### Lesetext ###

Ole Marius Joergensen – Aura der guten alten Zeit
Ole Marius Joergensen, geboren 1976, ist ein norwegischer Fotokünstler, der durch seine akribisch inszenierten Arbeiten auffällt. Ihre Wirkung ist schon auf den ersten Blick so filmisch, dass ich mich beim Betrachten direkt in einen Kinosessel versetzt fühle, wo ich im Dunkel des Saals mit meinem Blick die weite Landschaft erkunde, in der sich gerade eine seltsam bedrückende Szene abspielt.
Durch die Verwendung von auf bühnenhafte Art und Weise künstlich wirkendem Licht und lebendigen Farbgegenüberstellungen betonen seine Bilder die Geheimnisse und die Dualität des ländlichen Lebens in der modernen Welt. Obwohl alles etwas zeitlos wirkt, lässt sich das Arrangement doch anhand seiner großen Vorbilder einsortieren.
„Finding The Red“ ist eine unmittelbare Würdigung der Einflüsse, die seit der Kindheit des Künstlers bestehen. Diese Bilder sind Konstrukte von Kindheitserinnerungen, von Familie und Freund*innen bis hin zu Regisseur*innen und Künstler*innen, die ihn inspiriert haben und nun subtil – oder prominent – in seinen Werken vertreten sind.
In jedes Werk ist eine zärtliche Ode an das amerikanische Kino gewoben, die durch den Einfluss von Hitchcock und das einfühlsame Werk Edward Hoppers demonstriert wird. Sie sind ein ständiges Summen im Ohr des Künstlers, der in die amerikanischen Landschaften der Mitte des Jahrhunderts verliebt ist.
Aufgewachsen im ländlichen Norwegen der 80er Jahre, faszinierte ihn das vorstädtische Amerika, wie es etwa Steven Spielberg auf der Leinwand oder Stephen King in seinen Büchern zeichnet. Von dieser beschreibenden Erzählweise und Qualität des Lichts angezogen, verspürte er schnell den Drang, seine eigenen Geschichten zu kreieren.
Beeinflusst von der Arbeit des Malers Hopper und der Regisseure Alfred Hitchcock, David Lynch sowie der Maltraditionen von Caspar David Friedrich aus dem 19. Jahrhundert, zeigt seine Arbeit häufig allzu tägliche Situationen, die allerdings von einer Seltsamkeit durchdrungen sind, die unerwartete Geheimnisse andeutet – all das fühlt sich gleichzeitig vertraut und doch neuartig an.

### Datenzeilen ###

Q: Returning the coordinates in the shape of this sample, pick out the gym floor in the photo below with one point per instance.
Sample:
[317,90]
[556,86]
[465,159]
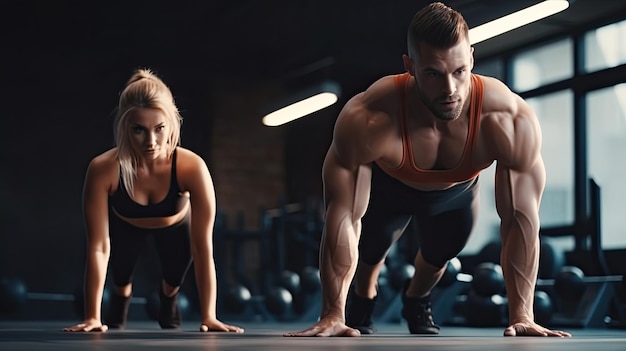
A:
[140,335]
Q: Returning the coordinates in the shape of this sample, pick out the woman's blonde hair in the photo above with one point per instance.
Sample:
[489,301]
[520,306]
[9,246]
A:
[143,90]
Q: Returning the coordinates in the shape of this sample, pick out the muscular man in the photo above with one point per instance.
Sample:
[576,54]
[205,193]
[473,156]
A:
[412,146]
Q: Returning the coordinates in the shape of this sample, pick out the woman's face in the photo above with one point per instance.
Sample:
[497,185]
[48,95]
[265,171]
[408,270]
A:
[149,132]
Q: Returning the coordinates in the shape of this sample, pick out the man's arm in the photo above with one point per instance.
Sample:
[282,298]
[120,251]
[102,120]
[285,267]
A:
[346,175]
[519,184]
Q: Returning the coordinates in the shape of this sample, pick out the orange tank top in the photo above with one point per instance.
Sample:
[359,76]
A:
[464,170]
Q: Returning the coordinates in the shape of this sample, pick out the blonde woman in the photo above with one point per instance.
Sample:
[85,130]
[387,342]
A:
[148,188]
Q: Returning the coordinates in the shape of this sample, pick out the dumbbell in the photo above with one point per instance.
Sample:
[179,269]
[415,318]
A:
[570,283]
[14,295]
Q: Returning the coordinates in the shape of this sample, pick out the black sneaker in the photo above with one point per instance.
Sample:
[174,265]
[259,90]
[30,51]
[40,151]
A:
[169,312]
[417,313]
[359,313]
[118,311]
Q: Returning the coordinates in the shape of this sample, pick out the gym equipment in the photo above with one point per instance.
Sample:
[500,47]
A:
[584,301]
[238,299]
[278,301]
[14,295]
[290,281]
[310,279]
[488,279]
[441,298]
[152,304]
[453,268]
[400,274]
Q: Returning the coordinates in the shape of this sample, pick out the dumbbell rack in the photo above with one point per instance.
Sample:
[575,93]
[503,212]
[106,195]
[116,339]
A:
[590,311]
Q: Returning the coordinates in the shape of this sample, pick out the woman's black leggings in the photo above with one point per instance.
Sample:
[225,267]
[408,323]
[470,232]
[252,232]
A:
[172,245]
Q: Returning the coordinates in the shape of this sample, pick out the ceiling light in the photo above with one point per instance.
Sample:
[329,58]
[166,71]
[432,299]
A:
[516,20]
[311,100]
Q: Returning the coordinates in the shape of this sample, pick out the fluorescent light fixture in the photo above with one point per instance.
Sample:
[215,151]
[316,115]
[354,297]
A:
[516,20]
[312,100]
[321,98]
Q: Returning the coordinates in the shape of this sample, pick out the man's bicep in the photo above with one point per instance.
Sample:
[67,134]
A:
[346,185]
[518,193]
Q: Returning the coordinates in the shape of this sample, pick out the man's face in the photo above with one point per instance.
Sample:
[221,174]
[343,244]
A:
[442,77]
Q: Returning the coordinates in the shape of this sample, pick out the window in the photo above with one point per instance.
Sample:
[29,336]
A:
[606,135]
[604,47]
[555,113]
[491,68]
[543,65]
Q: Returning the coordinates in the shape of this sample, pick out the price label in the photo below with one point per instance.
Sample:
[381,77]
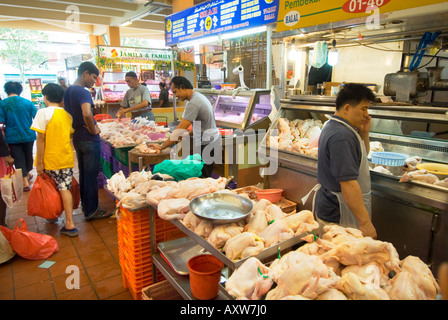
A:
[360,6]
[208,23]
[168,25]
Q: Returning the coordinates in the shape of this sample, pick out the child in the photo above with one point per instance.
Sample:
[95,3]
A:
[54,154]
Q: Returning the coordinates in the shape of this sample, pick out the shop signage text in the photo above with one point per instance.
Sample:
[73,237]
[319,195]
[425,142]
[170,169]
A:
[105,52]
[294,14]
[218,17]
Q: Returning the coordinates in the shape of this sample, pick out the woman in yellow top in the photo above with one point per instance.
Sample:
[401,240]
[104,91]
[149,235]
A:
[54,154]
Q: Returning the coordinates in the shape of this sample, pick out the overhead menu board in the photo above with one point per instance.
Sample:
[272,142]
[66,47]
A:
[294,14]
[219,17]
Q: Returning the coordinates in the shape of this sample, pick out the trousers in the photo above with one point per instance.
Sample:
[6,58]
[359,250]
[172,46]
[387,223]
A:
[88,155]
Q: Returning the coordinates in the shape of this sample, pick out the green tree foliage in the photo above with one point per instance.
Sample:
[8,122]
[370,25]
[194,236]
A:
[22,49]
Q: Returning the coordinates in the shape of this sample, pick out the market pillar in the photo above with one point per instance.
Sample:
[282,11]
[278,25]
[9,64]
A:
[179,5]
[95,41]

###

◆ **Zu bearbeiten**:
[a] Nennen Sie alle Personen außer Ole Marius Joergensen, die im Text über Ole Marius Joergensen namentlich erwähnt werden.
[b] Wo ist Ole Marius Joergensen laut dem Text über ihn aufgewachsen?

◆ **Lösungen nach Aufgaben**:
[a] Edward Hopper, Alfred Hitchcock, Steven Spielberg, Stephen King, David Lynch, Caspar David Friedrich

[b] Im ländlichen Norwegen der 80er Jahre.